Records for the task ->
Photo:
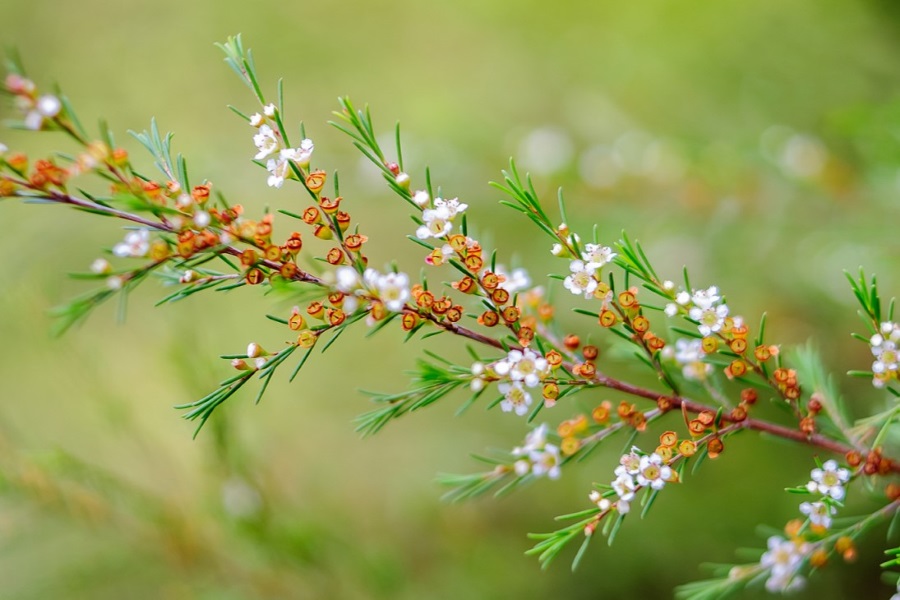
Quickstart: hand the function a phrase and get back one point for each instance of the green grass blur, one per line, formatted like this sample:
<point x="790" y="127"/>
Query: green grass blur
<point x="755" y="142"/>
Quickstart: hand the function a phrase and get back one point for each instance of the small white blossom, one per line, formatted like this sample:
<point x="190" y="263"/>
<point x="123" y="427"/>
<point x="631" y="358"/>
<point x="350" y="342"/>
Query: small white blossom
<point x="710" y="319"/>
<point x="689" y="354"/>
<point x="436" y="223"/>
<point x="516" y="398"/>
<point x="829" y="480"/>
<point x="596" y="256"/>
<point x="783" y="559"/>
<point x="278" y="169"/>
<point x="819" y="513"/>
<point x="581" y="281"/>
<point x="453" y="206"/>
<point x="135" y="245"/>
<point x="267" y="143"/>
<point x="393" y="289"/>
<point x="301" y="154"/>
<point x="653" y="472"/>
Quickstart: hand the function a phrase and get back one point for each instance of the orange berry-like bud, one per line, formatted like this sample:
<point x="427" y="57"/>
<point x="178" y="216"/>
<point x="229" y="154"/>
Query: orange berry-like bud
<point x="706" y="417"/>
<point x="640" y="324"/>
<point x="608" y="318"/>
<point x="500" y="296"/>
<point x="354" y="241"/>
<point x="510" y="314"/>
<point x="586" y="369"/>
<point x="627" y="299"/>
<point x="489" y="318"/>
<point x="335" y="256"/>
<point x="737" y="368"/>
<point x="466" y="285"/>
<point x="687" y="447"/>
<point x="335" y="316"/>
<point x="696" y="427"/>
<point x="255" y="276"/>
<point x="554" y="359"/>
<point x="311" y="216"/>
<point x="738" y="345"/>
<point x="323" y="232"/>
<point x="474" y="263"/>
<point x="306" y="339"/>
<point x="600" y="414"/>
<point x="315" y="181"/>
<point x="715" y="447"/>
<point x="409" y="321"/>
<point x="343" y="220"/>
<point x="296" y="322"/>
<point x="316" y="310"/>
<point x="490" y="281"/>
<point x="668" y="438"/>
<point x="569" y="446"/>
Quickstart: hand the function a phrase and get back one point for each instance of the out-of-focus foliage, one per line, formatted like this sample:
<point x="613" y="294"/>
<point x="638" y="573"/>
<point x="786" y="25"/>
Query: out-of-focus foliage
<point x="755" y="142"/>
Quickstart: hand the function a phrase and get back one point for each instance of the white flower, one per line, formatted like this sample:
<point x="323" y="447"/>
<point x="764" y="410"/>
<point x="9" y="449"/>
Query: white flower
<point x="783" y="558"/>
<point x="346" y="279"/>
<point x="819" y="513"/>
<point x="515" y="398"/>
<point x="705" y="298"/>
<point x="527" y="366"/>
<point x="454" y="206"/>
<point x="689" y="354"/>
<point x="581" y="281"/>
<point x="266" y="142"/>
<point x="278" y="169"/>
<point x="652" y="472"/>
<point x="596" y="256"/>
<point x="829" y="480"/>
<point x="709" y="319"/>
<point x="136" y="244"/>
<point x="436" y="223"/>
<point x="421" y="198"/>
<point x="393" y="289"/>
<point x="300" y="155"/>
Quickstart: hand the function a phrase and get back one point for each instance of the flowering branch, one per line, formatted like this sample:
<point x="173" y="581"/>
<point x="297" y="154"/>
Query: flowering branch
<point x="711" y="369"/>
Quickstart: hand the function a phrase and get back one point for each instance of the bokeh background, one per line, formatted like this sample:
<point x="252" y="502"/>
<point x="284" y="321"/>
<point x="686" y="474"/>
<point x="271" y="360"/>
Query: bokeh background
<point x="756" y="143"/>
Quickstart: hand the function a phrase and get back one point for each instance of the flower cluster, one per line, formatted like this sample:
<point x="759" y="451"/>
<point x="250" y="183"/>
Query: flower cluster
<point x="270" y="147"/>
<point x="884" y="346"/>
<point x="537" y="456"/>
<point x="783" y="559"/>
<point x="583" y="278"/>
<point x="524" y="369"/>
<point x="437" y="215"/>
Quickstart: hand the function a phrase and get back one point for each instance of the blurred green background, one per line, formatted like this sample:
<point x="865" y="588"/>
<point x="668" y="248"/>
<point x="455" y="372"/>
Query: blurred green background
<point x="755" y="142"/>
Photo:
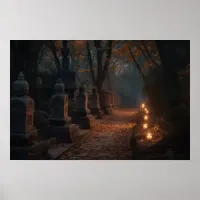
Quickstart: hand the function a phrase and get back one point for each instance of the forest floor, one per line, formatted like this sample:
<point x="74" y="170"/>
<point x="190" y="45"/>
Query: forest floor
<point x="108" y="140"/>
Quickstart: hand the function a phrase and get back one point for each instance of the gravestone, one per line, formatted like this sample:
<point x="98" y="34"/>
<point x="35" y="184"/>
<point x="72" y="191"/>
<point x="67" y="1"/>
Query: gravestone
<point x="23" y="135"/>
<point x="82" y="113"/>
<point x="94" y="104"/>
<point x="60" y="126"/>
<point x="113" y="100"/>
<point x="106" y="107"/>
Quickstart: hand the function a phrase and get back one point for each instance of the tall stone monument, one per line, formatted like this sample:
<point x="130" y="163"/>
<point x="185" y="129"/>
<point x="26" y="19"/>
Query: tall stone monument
<point x="82" y="113"/>
<point x="60" y="126"/>
<point x="24" y="139"/>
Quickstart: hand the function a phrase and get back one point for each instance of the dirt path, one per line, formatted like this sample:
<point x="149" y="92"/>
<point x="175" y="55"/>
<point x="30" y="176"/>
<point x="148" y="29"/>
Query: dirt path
<point x="109" y="140"/>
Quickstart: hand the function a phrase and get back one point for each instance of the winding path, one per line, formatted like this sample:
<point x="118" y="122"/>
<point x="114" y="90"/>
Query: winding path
<point x="109" y="140"/>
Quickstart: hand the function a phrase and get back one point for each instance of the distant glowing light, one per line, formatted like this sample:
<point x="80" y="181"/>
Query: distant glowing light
<point x="146" y="117"/>
<point x="149" y="136"/>
<point x="145" y="126"/>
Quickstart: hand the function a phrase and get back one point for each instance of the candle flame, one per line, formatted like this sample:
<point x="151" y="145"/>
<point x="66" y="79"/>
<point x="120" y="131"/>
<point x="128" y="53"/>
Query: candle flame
<point x="146" y="117"/>
<point x="145" y="126"/>
<point x="149" y="136"/>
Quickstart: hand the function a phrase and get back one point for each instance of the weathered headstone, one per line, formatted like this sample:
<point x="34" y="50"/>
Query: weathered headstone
<point x="60" y="126"/>
<point x="106" y="106"/>
<point x="94" y="104"/>
<point x="23" y="135"/>
<point x="113" y="100"/>
<point x="82" y="114"/>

What this task involves -> Print all of the entries word for word. Omit the pictures they contain.

Output for this exercise ->
Photo:
Quickstart: hand the function a phrase and get back one point for each instance of the green grass blur, one per line, formatted like this sample:
<point x="790" y="127"/>
Query: green grass blur
<point x="755" y="142"/>
Quickstart: hand the function a phrase and get back one point for each instance of the small white blossom, one per line, formatted like this sample:
<point x="190" y="263"/>
<point x="123" y="427"/>
<point x="631" y="358"/>
<point x="350" y="342"/>
Query: small white blossom
<point x="710" y="319"/>
<point x="689" y="354"/>
<point x="436" y="223"/>
<point x="516" y="398"/>
<point x="829" y="480"/>
<point x="596" y="256"/>
<point x="783" y="559"/>
<point x="278" y="169"/>
<point x="819" y="513"/>
<point x="581" y="281"/>
<point x="453" y="206"/>
<point x="135" y="245"/>
<point x="267" y="143"/>
<point x="393" y="289"/>
<point x="301" y="154"/>
<point x="653" y="472"/>
Quickstart: hand the function a phrase and get back one point for each instance of the orange berry-like bud, one per line, formatted like this sample:
<point x="427" y="57"/>
<point x="178" y="216"/>
<point x="229" y="154"/>
Query: orange berry-like bud
<point x="706" y="417"/>
<point x="640" y="324"/>
<point x="608" y="318"/>
<point x="500" y="296"/>
<point x="354" y="241"/>
<point x="510" y="314"/>
<point x="586" y="369"/>
<point x="627" y="299"/>
<point x="489" y="318"/>
<point x="335" y="256"/>
<point x="737" y="368"/>
<point x="466" y="285"/>
<point x="687" y="447"/>
<point x="335" y="316"/>
<point x="696" y="427"/>
<point x="255" y="276"/>
<point x="554" y="359"/>
<point x="311" y="216"/>
<point x="738" y="345"/>
<point x="323" y="232"/>
<point x="474" y="263"/>
<point x="306" y="339"/>
<point x="600" y="414"/>
<point x="315" y="181"/>
<point x="715" y="447"/>
<point x="409" y="321"/>
<point x="343" y="220"/>
<point x="296" y="322"/>
<point x="316" y="310"/>
<point x="490" y="281"/>
<point x="668" y="438"/>
<point x="569" y="446"/>
Quickstart: hand the function a phrase and get back one point for each instance of the out-of-focus foliage, one per line, formatted like this sample:
<point x="613" y="294"/>
<point x="638" y="573"/>
<point x="786" y="25"/>
Query: out-of-focus foliage
<point x="755" y="142"/>
Quickstart: hand the function a phrase and get back one point for each instance of the white flower, one per line, formatted like this sample:
<point x="323" y="447"/>
<point x="764" y="410"/>
<point x="9" y="449"/>
Query: white flower
<point x="783" y="558"/>
<point x="346" y="279"/>
<point x="819" y="513"/>
<point x="515" y="398"/>
<point x="705" y="298"/>
<point x="527" y="366"/>
<point x="454" y="206"/>
<point x="689" y="354"/>
<point x="581" y="281"/>
<point x="266" y="142"/>
<point x="278" y="169"/>
<point x="652" y="472"/>
<point x="596" y="256"/>
<point x="829" y="480"/>
<point x="709" y="319"/>
<point x="136" y="244"/>
<point x="436" y="223"/>
<point x="421" y="198"/>
<point x="393" y="289"/>
<point x="300" y="155"/>
Quickstart: hand the function a phrase and get back one point for each instance of the flowering branch, one per line, formatted like this sample:
<point x="173" y="581"/>
<point x="297" y="154"/>
Query: flowering branch
<point x="711" y="369"/>
Quickstart: hand the function a phrase and get back one point for each instance of the bokeh background, one per line, formatted like this sample:
<point x="252" y="502"/>
<point x="284" y="321"/>
<point x="686" y="474"/>
<point x="271" y="360"/>
Query: bokeh background
<point x="756" y="143"/>
Quickstart: hand the function a phrase and get back one point for each instance of the flower cluster, one per line, formatted like this sample:
<point x="759" y="451"/>
<point x="250" y="183"/>
Query: flower cluster
<point x="270" y="147"/>
<point x="884" y="346"/>
<point x="537" y="456"/>
<point x="783" y="559"/>
<point x="583" y="278"/>
<point x="524" y="369"/>
<point x="437" y="215"/>
Quickstart: hand the function a phrase and get back one point for each instance of the blurred green background, one per line, formatted like this sample:
<point x="865" y="588"/>
<point x="668" y="248"/>
<point x="455" y="372"/>
Query: blurred green background
<point x="755" y="142"/>
Photo:
Quickstart: hand the function a phrase and get back one point for each instance of the forest floor, one per line, formatted like this sample:
<point x="74" y="170"/>
<point x="190" y="45"/>
Query: forest floor
<point x="108" y="140"/>
Quickstart: hand the function a phrase and get back one point for each instance of the gravestone, one per line, formatted like this sample:
<point x="98" y="34"/>
<point x="35" y="184"/>
<point x="72" y="191"/>
<point x="67" y="1"/>
Query: gravestone
<point x="23" y="135"/>
<point x="82" y="113"/>
<point x="94" y="104"/>
<point x="60" y="126"/>
<point x="113" y="100"/>
<point x="106" y="107"/>
Quickstart: hand the function a phrase and get back one point for each instance of the tall stone monument, one per line, formatted like this sample:
<point x="130" y="163"/>
<point x="185" y="129"/>
<point x="26" y="19"/>
Query: tall stone monument
<point x="82" y="113"/>
<point x="60" y="126"/>
<point x="24" y="139"/>
Quickstart: hand the function a phrase and get back one point for each instance of the dirt path, one per line, formatted like this sample:
<point x="149" y="92"/>
<point x="175" y="55"/>
<point x="30" y="176"/>
<point x="148" y="29"/>
Query: dirt path
<point x="109" y="140"/>
Quickstart: hand the function a phrase and get back one point for each instance of the winding path, one per line, formatted like this sample:
<point x="118" y="122"/>
<point x="114" y="90"/>
Query: winding path
<point x="109" y="140"/>
Quickstart: hand the function a phrase and get back one point for each instance of the distant glowing light, one per line, formatted like this sample:
<point x="80" y="181"/>
Query: distant glowing light
<point x="146" y="117"/>
<point x="149" y="136"/>
<point x="145" y="126"/>
Quickstart: hand the function a phrase and get back one point for each instance of the candle flame, one per line, formatted like this sample:
<point x="151" y="145"/>
<point x="66" y="79"/>
<point x="120" y="131"/>
<point x="128" y="53"/>
Query: candle flame
<point x="146" y="117"/>
<point x="145" y="126"/>
<point x="149" y="136"/>
Quickstart: hand the function a phrase and get back one point for each instance of the weathered headstone, one per line, formatted like this sample:
<point x="34" y="50"/>
Query: weathered headstone
<point x="60" y="126"/>
<point x="106" y="106"/>
<point x="94" y="104"/>
<point x="23" y="135"/>
<point x="113" y="100"/>
<point x="82" y="114"/>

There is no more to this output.